**Given information**
[start]
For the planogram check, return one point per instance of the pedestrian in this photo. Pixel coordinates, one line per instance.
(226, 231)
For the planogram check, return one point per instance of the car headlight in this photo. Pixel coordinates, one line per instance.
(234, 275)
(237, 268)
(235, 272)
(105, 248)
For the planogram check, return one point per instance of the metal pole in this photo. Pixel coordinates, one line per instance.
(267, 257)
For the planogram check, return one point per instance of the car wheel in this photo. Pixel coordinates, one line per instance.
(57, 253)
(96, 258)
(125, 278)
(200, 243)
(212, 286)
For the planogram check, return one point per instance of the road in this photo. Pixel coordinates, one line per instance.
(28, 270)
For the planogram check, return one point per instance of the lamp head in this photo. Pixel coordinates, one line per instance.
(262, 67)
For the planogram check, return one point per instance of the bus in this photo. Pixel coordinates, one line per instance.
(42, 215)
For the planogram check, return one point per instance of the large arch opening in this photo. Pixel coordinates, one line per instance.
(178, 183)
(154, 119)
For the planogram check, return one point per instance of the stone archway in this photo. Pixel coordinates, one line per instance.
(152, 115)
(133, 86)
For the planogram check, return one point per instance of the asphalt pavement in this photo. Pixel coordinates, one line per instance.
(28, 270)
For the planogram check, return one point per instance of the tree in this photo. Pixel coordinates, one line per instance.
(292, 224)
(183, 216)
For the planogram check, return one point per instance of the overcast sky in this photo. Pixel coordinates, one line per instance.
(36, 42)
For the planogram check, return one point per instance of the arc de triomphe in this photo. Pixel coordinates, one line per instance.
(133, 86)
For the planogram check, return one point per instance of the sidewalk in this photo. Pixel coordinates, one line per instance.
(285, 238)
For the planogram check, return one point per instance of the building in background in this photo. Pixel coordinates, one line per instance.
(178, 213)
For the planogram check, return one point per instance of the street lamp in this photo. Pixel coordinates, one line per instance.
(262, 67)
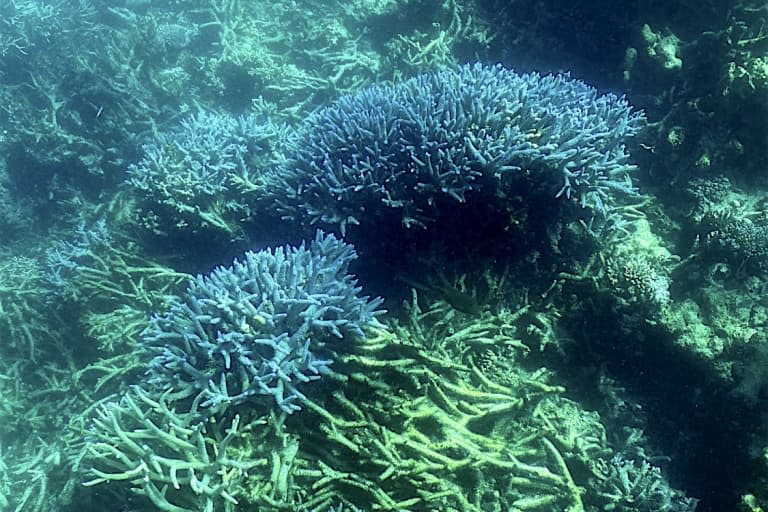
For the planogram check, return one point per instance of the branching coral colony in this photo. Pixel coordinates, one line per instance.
(402, 148)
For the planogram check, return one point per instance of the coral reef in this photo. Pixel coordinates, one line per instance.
(442, 135)
(260, 327)
(191, 179)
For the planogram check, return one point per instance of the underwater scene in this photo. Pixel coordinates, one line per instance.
(383, 255)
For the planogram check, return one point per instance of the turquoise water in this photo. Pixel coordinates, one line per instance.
(383, 255)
[end]
**Given instruction**
Rescale the lines from the one with "of the overcast" through the last line, requests included. Multiply each pixel coordinate in the answers by 1.25, round to whole numbers with halves going up, and leave the pictures out.

**Output**
For the planogram check, return one point per instance of the overcast sky in this photo. Pixel coordinates, one line per instance.
(45, 53)
For the planogram check, return one point per instance of the arc de triomphe in this photo. Pixel coordinates, one line per instance.
(166, 108)
For the planogram check, return one point per instance of the sidewalk in this photo. Pixel coordinates, one line per instance.
(356, 298)
For the planogram check, return one point per instance of the building in background in this photo. Pixel coordinates, one line per instance.
(223, 266)
For the planogram check, return one point per instance of the street lamp in this photo. Pixel coordinates, one line per instance.
(328, 84)
For the planogram check, return one point per instance of the branching coral colony in this photo. Pixel coordinates, one line per instance.
(503, 185)
For the planogram check, return one point per instance of the coral reef in this photo. Pixel coordinates, one line per instance.
(553, 169)
(325, 409)
(239, 224)
For the planogram check, return one point per instance of the underwater scene in this photo. Pixel coordinates, one line per instance.
(479, 319)
For the planogram check, return one point per instance of the turquoise water in this photo. Pixel coordinates, one line per instance.
(479, 319)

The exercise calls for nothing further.